*TRECHO FORNECIDO*
■ ■ ■ ■ ■

Orientada para nordeste, a moradia conta ainda com um grande pórtico com a abertura sobre as cúpulas do mosteiro San Lorenzo de El Escorial, um palácio real do século XVI que é Património Mundial da UNESCO desde 1984. Há ainda vista para o Bosque de La Herrería, a sudoeste.
O papel da arquitetura no filme
Na produção, Swinton contracena com Julianne Moore. Ambas interpretam jornalistas que foram grandes amigas na juventude, quando trabalharam juntas na mesma revista. No entanto, não mantiveram contacto e passaram anos sem se reencontrarem. Ingrid tornou-se escritora de ficção, enquanto Martha foi correspondente de guerra.
Quando descobre que tem uma doença terminal, Martha aproxima-se novamente da amiga e da filha que desprezou para privilegiar o trabalho. É quando surge o pedido de que a antiga colega esteja com ela, no quarto ao lado, no momento em que terminar a sua vida nesta casa isolada.
A mudança para a Szoke marca uma alteração na relação entre as duas mulheres, que ganham uma nova intimidade. “Ficámos surpreendidos com a sensibilidade [de Almodóvar] às intenções e intuições espaciais da nossa arquitetura. A relação dual e íntima das protagonistas, com situações dramáticas e quase uma cisão e fusão de personalidades e emoções, é magistralmente tratada”, confessam os arquitetos ao site “Archilovers”.

■ ■ ■ ■ ■

*DADOS REGISTADOS*
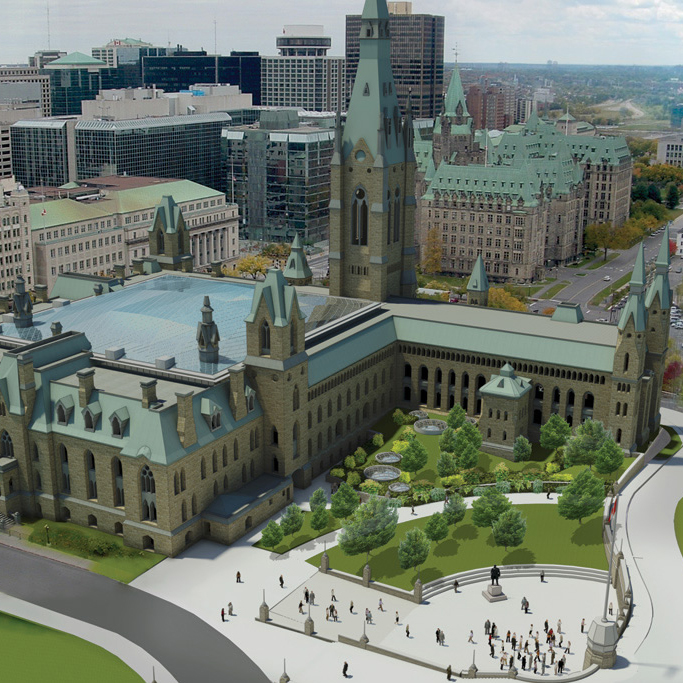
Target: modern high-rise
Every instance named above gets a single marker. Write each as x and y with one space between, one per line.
279 176
302 75
187 147
417 44
181 69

■ ■ ■ ■ ■

*TAREFAS A FAZER*
1. Indica todos os nomes de pessoas e de personagens que aparecem no trecho sobre a casa do filme.
2. Escreve a parte seguinte do trecho sobre a casa do filme, a começar logo depois da última frase.
As linhas não fazem falta para nada.

*RESPOSTAS POR ORDEM*
1. Swinton, Julianne Moore, Ingrid, Martha, Almodóvar

2.
“Há algo nas casas modernistas que irradia calma, racionalidade, simplicidade e apreço pelo ambiente. Especificamente no nosso filme, a ideia do espaço como um último descanso, um local para a doença e para a cura, está ligada à sensibilidade modernista”, acrescenta, por sua vez, Weinber à “Wallpaper”.
Os duplos reflexos criados nas janelas das divisões da casa, refletem, por sua vez, a natureza e a intimidade vivida nas divisões interiores se fundem. A equipa por trás da produção sentiu-se também cativada pela justaposição de planos lineares e das curvas da natureza.
“O Pedro [Almodóvar] trouxe o seu gosto pessoal”
A contrastar com a parte de fora, o interior assume tons mais quentes com paredes revestidas de carvalho. As matérias-primas foram escolhidas para as divisões comunicarem com a natureza de forma mais abstrata.
O nível principal é dividido pelo acesso à casa em duas áreas. A área de dormir fica à esquerda, enquanto a cozinha, a área da sala de jantar e a biblioteca privada ficam à direita, fazendo deste último o volume mais alto e o espaço com as melhores vistas de qualquer parte da casa.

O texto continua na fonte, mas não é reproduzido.